SET EXERCISE 1: How old does the blog post say Violet is now?

PROVIDED PASSAGE:
start
Day

Friday, September 11, 2009

Day 13817, & another year...

So, I wrote about my 9/11/01 experience 1 year ago.

Sadly, my little protagonist is no longer with us.


Happily though, little Violet is now one year old. She is pretty great.


I am pretty sure that she liked her Auntie Chris, too.


My point? what is it? Oh yes, things change.

There have been quite a few changes over the last 12 months for me. My business footing, my running, my sanity. All changed. I have a tendency to play the victim in much of this change. I have a tendency to dwell in self pity.

On this day though, I have to realize that it is not so bad. My troubles? Minimal. My struggle? Trivial. I am not the victim of circumstance that I like to pretend. On this day, we remember what it really means to be a victim of circumstance.

And while I might think that I deserve to bitch, complain, and wallow in my self pity, I need to suck it up and move forward. Because some people? Some people have a lot tougher than I do.

I have never met Joe, but I have been friends with his wife since college. I read through some of this blog today while I drank my coffee. And then it hit me. I am sitting on my couch at home, drinking coffee, watching TV, and reading. My life? Not as bad as I might think.

So, I am going to try to hold onto this perspective throughout the year. It is not something to be remembered only once every 365 days.


Meanwhile, here is another picture of Violet. Why? Because she is adorable. And? Because she makes me smile.


Cheers!

Wednesday, September 9, 2009

Day 13815, &...

I am not a president, but I play one on TV...

Saturday, August 22, 2009

Day 13797, & I just noticed something strange...

So, the way I see it, I have not written a blog post since the Fall, 2008.
end
[Segmentation labeling items]
start
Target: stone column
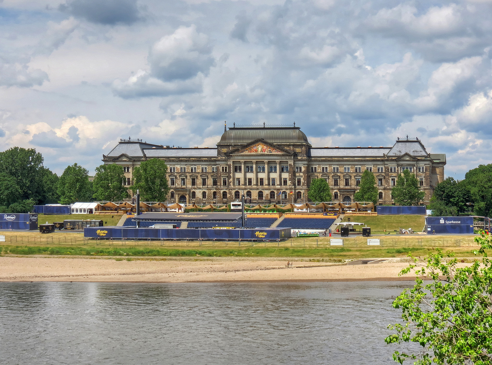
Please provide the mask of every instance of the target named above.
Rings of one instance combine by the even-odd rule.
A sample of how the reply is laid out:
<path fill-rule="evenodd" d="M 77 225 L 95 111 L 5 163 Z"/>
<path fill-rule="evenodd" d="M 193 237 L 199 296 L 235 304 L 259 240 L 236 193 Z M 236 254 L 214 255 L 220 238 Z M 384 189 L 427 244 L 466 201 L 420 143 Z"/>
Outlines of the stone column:
<path fill-rule="evenodd" d="M 256 171 L 256 162 L 253 161 L 253 186 L 256 186 L 256 180 L 258 177 L 258 172 Z"/>
<path fill-rule="evenodd" d="M 245 166 L 245 162 L 241 161 L 241 171 L 243 172 L 241 173 L 241 180 L 243 180 L 243 184 L 242 184 L 243 186 L 246 185 L 246 167 Z"/>
<path fill-rule="evenodd" d="M 277 161 L 277 186 L 281 186 L 282 182 L 280 180 L 282 179 L 282 172 L 280 171 L 280 161 Z"/>

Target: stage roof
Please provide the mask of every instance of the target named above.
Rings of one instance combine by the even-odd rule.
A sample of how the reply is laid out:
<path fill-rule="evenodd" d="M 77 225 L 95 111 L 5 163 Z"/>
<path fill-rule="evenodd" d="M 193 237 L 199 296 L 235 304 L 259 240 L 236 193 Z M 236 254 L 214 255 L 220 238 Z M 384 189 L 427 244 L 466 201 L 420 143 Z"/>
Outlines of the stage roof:
<path fill-rule="evenodd" d="M 132 219 L 161 222 L 236 222 L 241 217 L 240 213 L 144 213 Z"/>

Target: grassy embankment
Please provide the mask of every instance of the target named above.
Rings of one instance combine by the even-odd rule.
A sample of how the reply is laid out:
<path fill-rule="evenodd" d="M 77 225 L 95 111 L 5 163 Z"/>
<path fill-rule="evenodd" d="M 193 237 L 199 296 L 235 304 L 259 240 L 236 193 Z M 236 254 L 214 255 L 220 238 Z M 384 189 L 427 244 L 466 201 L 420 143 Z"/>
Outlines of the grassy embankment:
<path fill-rule="evenodd" d="M 396 234 L 401 227 L 405 230 L 411 228 L 415 232 L 421 232 L 425 226 L 425 218 L 423 215 L 373 215 L 373 216 L 352 216 L 346 215 L 342 222 L 351 222 L 364 223 L 368 227 L 370 227 L 371 234 Z M 356 226 L 358 231 L 359 227 Z M 386 232 L 384 232 L 384 230 Z M 395 232 L 395 231 L 397 232 Z"/>

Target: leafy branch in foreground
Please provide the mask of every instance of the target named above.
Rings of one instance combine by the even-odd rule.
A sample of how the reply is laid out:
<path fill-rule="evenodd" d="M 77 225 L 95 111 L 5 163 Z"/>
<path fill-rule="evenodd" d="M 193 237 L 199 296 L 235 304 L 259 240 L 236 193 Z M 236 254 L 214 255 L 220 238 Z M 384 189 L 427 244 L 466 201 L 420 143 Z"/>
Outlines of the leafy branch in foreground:
<path fill-rule="evenodd" d="M 454 253 L 436 249 L 426 258 L 425 265 L 413 262 L 400 274 L 413 270 L 413 289 L 405 289 L 393 306 L 402 310 L 404 323 L 390 325 L 396 331 L 386 343 L 416 342 L 422 346 L 416 354 L 395 351 L 393 360 L 402 364 L 492 364 L 492 263 L 486 250 L 492 248 L 492 235 L 483 232 L 475 241 L 481 248 L 481 263 L 458 267 Z M 431 280 L 424 285 L 425 280 Z"/>

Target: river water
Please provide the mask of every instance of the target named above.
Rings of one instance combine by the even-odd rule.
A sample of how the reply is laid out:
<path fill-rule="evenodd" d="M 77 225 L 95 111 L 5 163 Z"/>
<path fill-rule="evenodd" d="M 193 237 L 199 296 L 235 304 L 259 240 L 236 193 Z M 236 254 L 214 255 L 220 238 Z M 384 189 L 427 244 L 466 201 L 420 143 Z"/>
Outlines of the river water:
<path fill-rule="evenodd" d="M 412 284 L 0 283 L 0 363 L 394 364 Z"/>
end
SET EXERCISE 2: Copy the records verbatim, starting at the beginning of the records and ending at the line containing "132 219 L 161", and leave out the pictures.

FULL ANSWER 1: Violet is now one year old.

FULL ANSWER 2:
Target: stone column
Please provide the mask of every instance of the target named above.
Rings of one instance combine by the even-odd rule.
A sample of how the reply is laid out:
<path fill-rule="evenodd" d="M 77 225 L 95 111 L 5 163 Z"/>
<path fill-rule="evenodd" d="M 193 237 L 199 296 L 235 304 L 259 240 L 236 193 Z M 236 254 L 214 255 L 220 238 Z M 384 189 L 427 244 L 466 201 L 420 143 Z"/>
Outlines of the stone column:
<path fill-rule="evenodd" d="M 256 171 L 256 162 L 253 161 L 253 186 L 256 186 L 256 180 L 258 177 L 258 172 Z"/>
<path fill-rule="evenodd" d="M 245 166 L 245 162 L 241 161 L 241 171 L 243 172 L 241 173 L 241 180 L 243 180 L 243 184 L 242 184 L 243 186 L 246 185 L 246 167 Z"/>
<path fill-rule="evenodd" d="M 277 161 L 277 186 L 281 186 L 282 182 L 280 180 L 282 179 L 282 172 L 280 171 L 280 161 Z"/>

Target: stage roof
Please provide the mask of every instance of the target named above.
Rings of one instance combine by the even-odd rule.
A sample of how the reply is laid out:
<path fill-rule="evenodd" d="M 77 225 L 95 111 L 5 163 Z"/>
<path fill-rule="evenodd" d="M 193 237 L 199 296 L 235 304 L 259 240 L 236 193 Z M 236 254 L 214 255 L 220 238 Z M 384 189 L 427 244 L 466 201 L 420 143 Z"/>
Outlines of the stage roof:
<path fill-rule="evenodd" d="M 132 219 L 161 222 L 236 222 L 241 217 L 240 213 L 144 213 Z"/>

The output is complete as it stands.